Until this memorable evening there had never been a pro hockey game in Hartford. The city could not have been further off the major league map. But within just five years the Whalers would become the WHA's premier franchise and would join the National Hockey League.
In 1975, the city of Hartford dreamed big dreams -- and those dreams came true.
By Tom Hine, Hartford Courant, January 11, 1975
The many years of waiting have long since disappeared.
It's now only a matter of hours.
The City of Hartford is on the major league sports map, and the New England Whalers have a home of their own.
It culminates at 7:30 tonight when the first WHA hockey puck is dropped at center ice in the two-day-old Hartford Civic Center.
And Hartford...and the Whalers...couldn't be happier.
It's been a long road.
That's exactly where the Whalers have spent most of the last three month. On the road. Even their 13 games in West Springfield were away from home, only a temporary residence for a major league hockey team that awaited ever so patiently for the final touches on a new Civic Center they'll move into tonight.
The San Diego Mariners are listed as the Whalers' first Hartford foes, but most of the fans don't know it. The 10,507 who bought tickets to assure a sellout tonight over ten days ago could care less who the Whalers are playing. They just want to be there when it happens.
Fancy words like icing, blue lines, red lines, creases, offsides...that will all come later. Teams like the Jets, Aeros, Nordiques, Fighting Saints, Roadrunners..that will all come later, too. And names like Abrahamsson, Swain, Fotiu, Ley, Webster, Pleau...they, too, may be unfamiliar to most patrons, but they'll be household words in only a short time.
Hartford wanted major league hockey, and it will have it tonight.

▸ Apply what you read:
• 1. List every player surname that the 1975 Hartford Whalers article says may be unfamiliar to most patrons.
• 2. According to the 1975 Hartford Whalers article, how many fans bought tickets to assure a sellout?
• 3. Write out the stretch of the 1975 Hartford Whalers article from "In 1975, the" through "Hartford Civic Center.".

▸ Data excerpts:

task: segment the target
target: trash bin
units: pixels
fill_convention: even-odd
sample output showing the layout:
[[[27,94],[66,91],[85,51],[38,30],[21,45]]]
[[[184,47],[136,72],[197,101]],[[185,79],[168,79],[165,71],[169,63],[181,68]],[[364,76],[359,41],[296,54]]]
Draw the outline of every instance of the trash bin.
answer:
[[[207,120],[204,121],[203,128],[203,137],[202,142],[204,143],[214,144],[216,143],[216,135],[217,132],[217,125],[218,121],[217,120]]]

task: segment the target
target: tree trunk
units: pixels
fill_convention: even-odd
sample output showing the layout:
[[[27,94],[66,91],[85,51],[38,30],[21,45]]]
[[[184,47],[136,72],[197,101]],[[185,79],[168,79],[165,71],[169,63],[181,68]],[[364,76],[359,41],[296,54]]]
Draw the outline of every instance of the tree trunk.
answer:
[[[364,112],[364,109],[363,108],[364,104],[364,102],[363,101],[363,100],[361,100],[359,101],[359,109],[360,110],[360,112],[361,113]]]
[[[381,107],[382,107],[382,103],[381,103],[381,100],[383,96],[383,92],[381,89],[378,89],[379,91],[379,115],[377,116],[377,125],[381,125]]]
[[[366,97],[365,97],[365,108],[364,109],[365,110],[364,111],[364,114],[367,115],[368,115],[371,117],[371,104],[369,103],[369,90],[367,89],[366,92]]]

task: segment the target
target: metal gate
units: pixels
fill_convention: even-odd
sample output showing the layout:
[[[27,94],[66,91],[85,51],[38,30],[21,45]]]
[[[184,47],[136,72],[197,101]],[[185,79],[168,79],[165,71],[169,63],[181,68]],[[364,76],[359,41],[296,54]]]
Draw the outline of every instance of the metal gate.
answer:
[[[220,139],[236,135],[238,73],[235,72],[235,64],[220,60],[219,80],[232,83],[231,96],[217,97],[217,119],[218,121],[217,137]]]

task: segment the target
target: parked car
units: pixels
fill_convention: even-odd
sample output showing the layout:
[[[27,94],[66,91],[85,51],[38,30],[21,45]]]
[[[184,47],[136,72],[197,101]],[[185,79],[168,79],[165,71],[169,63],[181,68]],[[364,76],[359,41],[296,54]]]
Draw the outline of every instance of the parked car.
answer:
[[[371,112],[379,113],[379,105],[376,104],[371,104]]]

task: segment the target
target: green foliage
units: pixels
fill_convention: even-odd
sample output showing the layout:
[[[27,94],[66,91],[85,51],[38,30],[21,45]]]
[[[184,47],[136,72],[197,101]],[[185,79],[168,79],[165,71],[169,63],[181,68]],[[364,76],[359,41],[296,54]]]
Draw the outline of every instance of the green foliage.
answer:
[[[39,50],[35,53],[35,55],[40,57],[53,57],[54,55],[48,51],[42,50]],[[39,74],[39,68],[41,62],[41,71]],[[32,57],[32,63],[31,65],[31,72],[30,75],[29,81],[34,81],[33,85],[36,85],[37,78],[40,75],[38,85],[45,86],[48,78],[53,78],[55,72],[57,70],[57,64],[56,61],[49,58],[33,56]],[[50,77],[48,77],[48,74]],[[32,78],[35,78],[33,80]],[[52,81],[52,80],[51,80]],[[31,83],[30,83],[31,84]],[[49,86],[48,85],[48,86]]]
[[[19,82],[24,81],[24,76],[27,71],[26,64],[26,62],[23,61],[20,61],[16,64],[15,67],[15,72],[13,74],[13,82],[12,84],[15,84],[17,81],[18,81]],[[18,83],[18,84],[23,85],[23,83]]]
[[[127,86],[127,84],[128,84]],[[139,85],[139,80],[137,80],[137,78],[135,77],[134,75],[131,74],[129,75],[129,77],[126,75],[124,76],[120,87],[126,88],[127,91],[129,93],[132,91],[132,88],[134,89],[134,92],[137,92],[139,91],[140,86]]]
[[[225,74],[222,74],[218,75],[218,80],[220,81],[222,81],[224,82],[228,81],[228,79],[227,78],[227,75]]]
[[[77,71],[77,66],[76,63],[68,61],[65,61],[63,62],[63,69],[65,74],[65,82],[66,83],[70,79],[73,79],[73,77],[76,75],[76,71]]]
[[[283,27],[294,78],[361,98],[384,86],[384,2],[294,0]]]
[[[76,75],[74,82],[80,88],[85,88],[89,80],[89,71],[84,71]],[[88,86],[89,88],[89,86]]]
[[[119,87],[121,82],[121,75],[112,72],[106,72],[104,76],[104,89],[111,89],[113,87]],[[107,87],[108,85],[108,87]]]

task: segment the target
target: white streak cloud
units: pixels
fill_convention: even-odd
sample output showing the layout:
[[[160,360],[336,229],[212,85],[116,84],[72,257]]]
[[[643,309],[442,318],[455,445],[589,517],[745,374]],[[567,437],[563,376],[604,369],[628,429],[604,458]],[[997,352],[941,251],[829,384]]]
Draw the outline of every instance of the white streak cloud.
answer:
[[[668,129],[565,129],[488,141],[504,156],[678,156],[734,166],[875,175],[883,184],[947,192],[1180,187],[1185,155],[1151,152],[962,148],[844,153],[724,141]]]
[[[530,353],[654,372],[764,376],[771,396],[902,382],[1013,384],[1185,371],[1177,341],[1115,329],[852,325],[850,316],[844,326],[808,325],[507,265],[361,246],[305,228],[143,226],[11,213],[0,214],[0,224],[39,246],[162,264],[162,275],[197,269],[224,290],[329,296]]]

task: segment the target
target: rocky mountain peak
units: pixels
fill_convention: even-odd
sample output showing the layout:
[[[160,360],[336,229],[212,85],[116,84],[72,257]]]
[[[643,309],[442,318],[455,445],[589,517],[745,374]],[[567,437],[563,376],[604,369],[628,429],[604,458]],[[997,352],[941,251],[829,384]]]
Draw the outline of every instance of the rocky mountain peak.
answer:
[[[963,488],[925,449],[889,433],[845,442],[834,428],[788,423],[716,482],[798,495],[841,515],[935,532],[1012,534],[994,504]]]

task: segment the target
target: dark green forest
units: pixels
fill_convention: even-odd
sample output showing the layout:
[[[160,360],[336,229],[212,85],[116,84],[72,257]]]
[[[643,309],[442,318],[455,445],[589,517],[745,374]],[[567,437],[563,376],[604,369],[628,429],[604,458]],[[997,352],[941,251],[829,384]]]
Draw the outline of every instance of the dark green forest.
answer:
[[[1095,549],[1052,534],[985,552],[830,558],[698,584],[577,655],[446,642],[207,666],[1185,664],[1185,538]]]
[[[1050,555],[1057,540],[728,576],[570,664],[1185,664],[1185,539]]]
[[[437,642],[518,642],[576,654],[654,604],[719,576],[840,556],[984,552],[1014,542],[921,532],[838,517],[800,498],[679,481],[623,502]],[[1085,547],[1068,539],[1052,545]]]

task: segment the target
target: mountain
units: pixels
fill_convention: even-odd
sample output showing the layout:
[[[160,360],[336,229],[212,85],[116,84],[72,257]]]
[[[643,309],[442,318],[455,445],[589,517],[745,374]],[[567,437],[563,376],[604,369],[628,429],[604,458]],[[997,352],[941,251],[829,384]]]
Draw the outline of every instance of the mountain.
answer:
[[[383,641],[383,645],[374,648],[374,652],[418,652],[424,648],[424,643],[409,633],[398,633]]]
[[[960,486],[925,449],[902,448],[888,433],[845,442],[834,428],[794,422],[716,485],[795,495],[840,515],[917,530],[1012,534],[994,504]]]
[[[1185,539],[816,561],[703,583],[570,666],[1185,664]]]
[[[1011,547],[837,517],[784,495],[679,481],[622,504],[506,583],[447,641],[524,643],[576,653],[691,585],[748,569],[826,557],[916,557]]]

▸ Results:
• 1. Abrahamsson, Swain, Fotiu, Ley, Webster, Pleau

• 2. 10,507

• 3.
In 1975, the city of Hartford dreamed big dreams -- and those dreams came true.
By Tom Hine, Hartford Courant, January 11, 1975
The many years of waiting have long since disappeared.
It's now only a matter of hours.
The City of Hartford is on the major league sports map, and the New England Whalers have a home of their own.
It culminates at 7:30 tonight when the first WHA hockey puck is dropped at center ice in the two-day-old Hartford Civic Center.